- Exercise aim
Make an exact copy of the listing below.

- Records shown
★ ★ ★ ★ ★ ★ ★

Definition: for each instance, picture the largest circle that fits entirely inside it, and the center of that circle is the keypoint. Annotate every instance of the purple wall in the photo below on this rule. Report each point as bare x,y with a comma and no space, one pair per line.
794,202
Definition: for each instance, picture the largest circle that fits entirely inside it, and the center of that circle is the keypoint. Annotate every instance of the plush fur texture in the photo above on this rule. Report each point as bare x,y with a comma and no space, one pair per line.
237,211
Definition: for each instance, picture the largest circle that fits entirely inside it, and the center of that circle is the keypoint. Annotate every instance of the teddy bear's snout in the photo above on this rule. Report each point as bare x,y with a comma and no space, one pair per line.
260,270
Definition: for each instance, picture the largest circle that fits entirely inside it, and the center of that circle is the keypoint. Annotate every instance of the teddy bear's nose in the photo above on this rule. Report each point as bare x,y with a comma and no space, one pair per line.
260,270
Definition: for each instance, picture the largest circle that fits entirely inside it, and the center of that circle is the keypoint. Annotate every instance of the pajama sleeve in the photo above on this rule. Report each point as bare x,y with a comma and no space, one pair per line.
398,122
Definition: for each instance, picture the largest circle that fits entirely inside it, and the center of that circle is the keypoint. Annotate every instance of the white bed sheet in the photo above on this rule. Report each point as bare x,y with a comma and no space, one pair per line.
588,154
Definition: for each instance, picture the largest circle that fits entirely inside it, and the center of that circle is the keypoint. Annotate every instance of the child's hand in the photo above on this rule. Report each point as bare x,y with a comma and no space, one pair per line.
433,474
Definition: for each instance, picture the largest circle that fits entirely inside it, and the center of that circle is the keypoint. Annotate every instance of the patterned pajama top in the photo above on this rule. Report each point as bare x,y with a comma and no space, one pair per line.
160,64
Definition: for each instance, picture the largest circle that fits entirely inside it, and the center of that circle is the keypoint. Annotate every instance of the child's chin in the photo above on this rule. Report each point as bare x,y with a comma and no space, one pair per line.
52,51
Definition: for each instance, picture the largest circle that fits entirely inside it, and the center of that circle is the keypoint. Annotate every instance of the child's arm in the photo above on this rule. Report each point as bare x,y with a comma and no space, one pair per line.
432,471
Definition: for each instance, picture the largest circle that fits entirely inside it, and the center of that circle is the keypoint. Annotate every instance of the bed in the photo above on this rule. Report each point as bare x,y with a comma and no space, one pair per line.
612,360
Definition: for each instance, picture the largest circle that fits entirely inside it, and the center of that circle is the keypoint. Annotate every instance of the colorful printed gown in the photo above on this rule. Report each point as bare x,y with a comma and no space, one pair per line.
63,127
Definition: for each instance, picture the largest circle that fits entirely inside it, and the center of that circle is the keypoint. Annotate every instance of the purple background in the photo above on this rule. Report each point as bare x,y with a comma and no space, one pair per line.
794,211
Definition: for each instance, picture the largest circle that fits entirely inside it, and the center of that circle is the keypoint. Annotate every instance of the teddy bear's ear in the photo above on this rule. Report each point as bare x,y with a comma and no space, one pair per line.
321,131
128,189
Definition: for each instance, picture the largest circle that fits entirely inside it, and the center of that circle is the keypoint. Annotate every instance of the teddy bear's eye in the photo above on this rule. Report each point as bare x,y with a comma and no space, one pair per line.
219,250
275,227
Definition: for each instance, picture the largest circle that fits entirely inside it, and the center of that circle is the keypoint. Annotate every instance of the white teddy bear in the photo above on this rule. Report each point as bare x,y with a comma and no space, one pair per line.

★ ★ ★ ★ ★ ★ ★

- Solution for this task
Definition: for each instance, picture the largest circle that fits entirely inside it, and the center of that circle is the keypoint. Annotate every instance of the purple wall in the photo below on this rule. Report each point as bare x,y with a comma and no space, one pair per line.
794,202
Definition: for each instance, picture the largest circle that fits entirely inside it, and the center of that circle is the keypoint. Annotate every instance of the plush fur texture in the photo above on this rule. Report each point as bare x,y with a comma and no space, one pair per line.
237,211
Definition: for each instance, picture the largest circle that fits entirely inside it, and the center of that circle is the keypoint. Annotate every instance of the teddy bear's snout in the photo above on this rule. Report each point as bare x,y with a comma and no space, one pair per line.
260,270
Definition: for each instance, picture the largest circle that fits entirely inside it, and the center of that circle is the keypoint. Annotate every instance of the teddy bear's nose in the photo above on this rule. Report each point as bare x,y with a comma and no space, one pair per line.
260,270
Definition: for each instance, picture the largest circle that fits entirely inside it, and the center of that circle is the keypoint. Annotate every instance of the pajama sleeve in the photo above on this rule. Report each point as bare x,y with a comma and no space, one pair per line.
398,122
Definition: for each instance, picture the largest circle that fits entirely inside it, and the center of that circle is the keypoint. Annotate every instance of the white bed sheet in the photo above on this rule. Report each point as bare x,y with a comma and no space, one pair per line.
588,154
Definition: for each instance, picture the largest circle that fits entirely inside it, and the center of that circle is the keypoint. Annotate every instance of the child's hand in the photo above on this rule. Report each point as bare x,y with a comma and no space, one pair per line.
433,474
Definition: for each instance, picture the largest circle that fits entirely inside it, and the center of that circle is the keypoint. Annotate every instance of the patterned pajama top in the photo above on this rule. Report each point as bare x,y with a comma and no space, one pair per line.
160,64
Definition: for each instance, picture the largest circle that fits entirely inside it, and the center of that circle is the keypoint. Annotate every instance of the child's chin in the photo above on this rule. Report each point as bare x,y with a comma and no space, one pair per line.
52,51
Definition: for each instance, picture the largest circle that fits entirely inside it, and the center of that circle is the keypoint. Annotate every instance of the child's arm in the photo above on this rule. Report each point as bare x,y with a comma and no space, one pair per line.
432,471
Definition: for each instance, picture the largest circle that fits entirely inside it, and the center of that circle is the keypoint. Annotate every instance of the bed in the photo above on this rule. Report each point as bare x,y with a comma and no space, one pair per line.
612,360
Definition: for each instance, picture the largest circle that fits entirely inside it, and the center of that circle is the keypoint. Annotate every instance of the colorful printed gown in the photo above on this rule. Report each point as bare x,y with a comma and no space, one pair per line.
63,127
Definition: for each instance, picture the largest circle that fits entirely inside it, and the center of that circle is the keypoint. Annotate every instance of the purple background in the photo above on this rule. Report each point as bare x,y with a comma and no space, one pair per line.
794,211
Definition: for each instance, picture the largest circle that fits entirely inside it, and the center of that circle is the keypoint. Annotate every instance of the teddy bear's ear in the photo above on this rule. Report each point as bare x,y with a comma and no space, one pair per line.
321,131
128,189
Definition: for each instance, picture the largest circle that fits entirely inside it, and the center of that circle is the keypoint. Annotate every instance of the teddy bear's eye in the photo above on this rule. Report each point as bare x,y with a comma and no space, one pair per line.
219,250
275,227
Definition: for each instance, picture the largest circle that fits entirely inside it, and the center of that circle is the keypoint. Annotate every instance of the white teddy bear in the photo above on this rule. Report each point as bare x,y with a comma and no space, one pair per line.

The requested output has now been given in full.